TASK INSTRUCTIONS
Extract every line of the material below verbatim, from start to finish, and leave the pictures out.

Location identification entries

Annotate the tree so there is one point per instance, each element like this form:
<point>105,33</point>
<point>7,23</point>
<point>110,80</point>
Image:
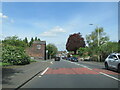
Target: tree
<point>52,50</point>
<point>14,41</point>
<point>92,39</point>
<point>74,42</point>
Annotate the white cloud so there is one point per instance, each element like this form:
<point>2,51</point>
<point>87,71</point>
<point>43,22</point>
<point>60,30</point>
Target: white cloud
<point>3,16</point>
<point>53,32</point>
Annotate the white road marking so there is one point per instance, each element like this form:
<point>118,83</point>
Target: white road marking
<point>44,71</point>
<point>109,76</point>
<point>39,76</point>
<point>98,72</point>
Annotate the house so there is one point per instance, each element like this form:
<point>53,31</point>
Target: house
<point>37,50</point>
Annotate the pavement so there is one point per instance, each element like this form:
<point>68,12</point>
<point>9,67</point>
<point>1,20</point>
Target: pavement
<point>15,76</point>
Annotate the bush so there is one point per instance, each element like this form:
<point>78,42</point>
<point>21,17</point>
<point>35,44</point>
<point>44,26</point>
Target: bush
<point>14,55</point>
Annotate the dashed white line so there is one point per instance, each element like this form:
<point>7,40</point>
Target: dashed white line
<point>109,76</point>
<point>98,72</point>
<point>44,71</point>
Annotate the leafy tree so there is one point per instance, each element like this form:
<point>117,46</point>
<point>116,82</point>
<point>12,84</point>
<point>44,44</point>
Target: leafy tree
<point>14,41</point>
<point>74,42</point>
<point>52,50</point>
<point>92,39</point>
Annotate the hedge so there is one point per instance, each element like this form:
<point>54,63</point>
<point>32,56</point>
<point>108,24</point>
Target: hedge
<point>14,55</point>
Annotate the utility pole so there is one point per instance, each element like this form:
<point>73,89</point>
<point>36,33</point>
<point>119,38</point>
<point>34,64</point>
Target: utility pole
<point>98,32</point>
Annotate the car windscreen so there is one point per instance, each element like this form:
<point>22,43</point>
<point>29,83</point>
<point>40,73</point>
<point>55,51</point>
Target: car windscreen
<point>119,56</point>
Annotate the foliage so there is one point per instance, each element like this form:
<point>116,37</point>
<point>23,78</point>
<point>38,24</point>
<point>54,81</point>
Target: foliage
<point>4,64</point>
<point>14,55</point>
<point>92,39</point>
<point>74,42</point>
<point>14,41</point>
<point>52,50</point>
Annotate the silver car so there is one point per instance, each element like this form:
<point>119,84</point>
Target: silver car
<point>113,61</point>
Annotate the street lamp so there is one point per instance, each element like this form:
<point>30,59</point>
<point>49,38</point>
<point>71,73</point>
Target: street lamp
<point>46,54</point>
<point>98,38</point>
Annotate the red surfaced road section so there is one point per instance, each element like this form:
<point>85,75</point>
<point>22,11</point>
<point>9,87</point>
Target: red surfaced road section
<point>70,71</point>
<point>78,71</point>
<point>105,71</point>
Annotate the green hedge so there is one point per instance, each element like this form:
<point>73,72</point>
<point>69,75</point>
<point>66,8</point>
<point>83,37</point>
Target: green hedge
<point>14,55</point>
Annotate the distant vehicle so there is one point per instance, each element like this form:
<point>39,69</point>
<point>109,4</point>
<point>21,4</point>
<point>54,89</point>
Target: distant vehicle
<point>73,59</point>
<point>57,58</point>
<point>113,61</point>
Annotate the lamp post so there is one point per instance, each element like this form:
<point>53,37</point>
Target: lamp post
<point>98,39</point>
<point>46,54</point>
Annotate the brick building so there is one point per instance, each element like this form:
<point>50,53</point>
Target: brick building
<point>37,50</point>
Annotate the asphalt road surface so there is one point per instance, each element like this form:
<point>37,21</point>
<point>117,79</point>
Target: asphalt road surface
<point>66,74</point>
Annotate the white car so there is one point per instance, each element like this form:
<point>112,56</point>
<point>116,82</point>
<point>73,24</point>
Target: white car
<point>113,61</point>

TASK OUTPUT
Annotate the tree so there is one point per instance, each element like this form:
<point>105,33</point>
<point>7,23</point>
<point>110,80</point>
Image:
Target: tree
<point>52,50</point>
<point>14,41</point>
<point>92,39</point>
<point>74,42</point>
Annotate the white cloud so there is one point per instance, each element like this form:
<point>2,51</point>
<point>87,71</point>
<point>43,22</point>
<point>60,30</point>
Target: white cloud
<point>3,16</point>
<point>53,32</point>
Annotate the white road marking so there is one point per instance, each element like this form:
<point>118,83</point>
Target: white road marking
<point>44,71</point>
<point>109,76</point>
<point>39,76</point>
<point>98,72</point>
Annotate the house so there is one point per instance, each element like this form:
<point>53,31</point>
Target: house
<point>37,50</point>
Annotate the pavement so there is one point per instance, each element like this form:
<point>68,12</point>
<point>9,67</point>
<point>1,20</point>
Target: pavement
<point>15,76</point>
Annotate the bush so there is one point per instance, each element like this form:
<point>78,42</point>
<point>21,17</point>
<point>35,44</point>
<point>44,26</point>
Target: bush
<point>14,55</point>
Annotate the dashed white line so there is one point per instance, each element like this form:
<point>7,40</point>
Target: dashed white line
<point>109,76</point>
<point>98,72</point>
<point>44,71</point>
Annotate the leafy tree so there is one point per instance, each element like this form:
<point>117,46</point>
<point>116,82</point>
<point>12,84</point>
<point>44,44</point>
Target: leafy tree
<point>14,41</point>
<point>74,42</point>
<point>52,50</point>
<point>92,39</point>
Annotate the hedge so there is one point per instance, each element like this form:
<point>54,63</point>
<point>32,56</point>
<point>108,24</point>
Target: hedge
<point>14,55</point>
Annotate the utility pole so there is one point per instance, each element like this form:
<point>73,89</point>
<point>36,33</point>
<point>119,38</point>
<point>34,64</point>
Target: utility pole
<point>98,32</point>
Annotate the car windscreen so there is one point per instance, each element like this form:
<point>22,43</point>
<point>29,83</point>
<point>40,73</point>
<point>55,51</point>
Target: car windscreen
<point>119,56</point>
Annotate the foliage so there is one point per instance, each element like this form:
<point>116,37</point>
<point>23,78</point>
<point>38,24</point>
<point>54,81</point>
Target: foliage
<point>4,64</point>
<point>14,55</point>
<point>92,39</point>
<point>74,42</point>
<point>14,41</point>
<point>52,50</point>
Annotate the silver car so there is one point per instance, each element like this form:
<point>119,84</point>
Target: silver car
<point>113,61</point>
Annotate the street lamp so there is one point per instance, each element like this form:
<point>30,59</point>
<point>49,38</point>
<point>71,73</point>
Target: street lamp
<point>46,54</point>
<point>98,38</point>
Annotate the red surfaced road section so there is one point per instance, each element like this form:
<point>85,75</point>
<point>22,11</point>
<point>9,87</point>
Target: red surfaced road section
<point>70,71</point>
<point>78,71</point>
<point>105,71</point>
Annotate the green hedge so there is one point per instance, each element like this form:
<point>73,72</point>
<point>69,75</point>
<point>66,8</point>
<point>83,37</point>
Target: green hedge
<point>14,55</point>
Annotate the distant vehicle so there is one point per instance, each element like this form:
<point>39,69</point>
<point>109,4</point>
<point>21,4</point>
<point>54,89</point>
Target: distant vehicle
<point>73,59</point>
<point>57,58</point>
<point>113,61</point>
Annotate the lamp post so there is one point per instance, each element like this form:
<point>53,37</point>
Target: lamp post
<point>98,39</point>
<point>46,54</point>
Annotate the brick building so there is one point per instance, each element like this form:
<point>50,53</point>
Target: brick building
<point>37,50</point>
Annotate the asphalt road surface so there is one point per instance, each element like this form:
<point>37,21</point>
<point>117,79</point>
Target: asphalt road surface
<point>66,74</point>
Annotate the white car so there is one point per instance, each element like this form:
<point>112,56</point>
<point>116,82</point>
<point>73,24</point>
Target: white car
<point>113,61</point>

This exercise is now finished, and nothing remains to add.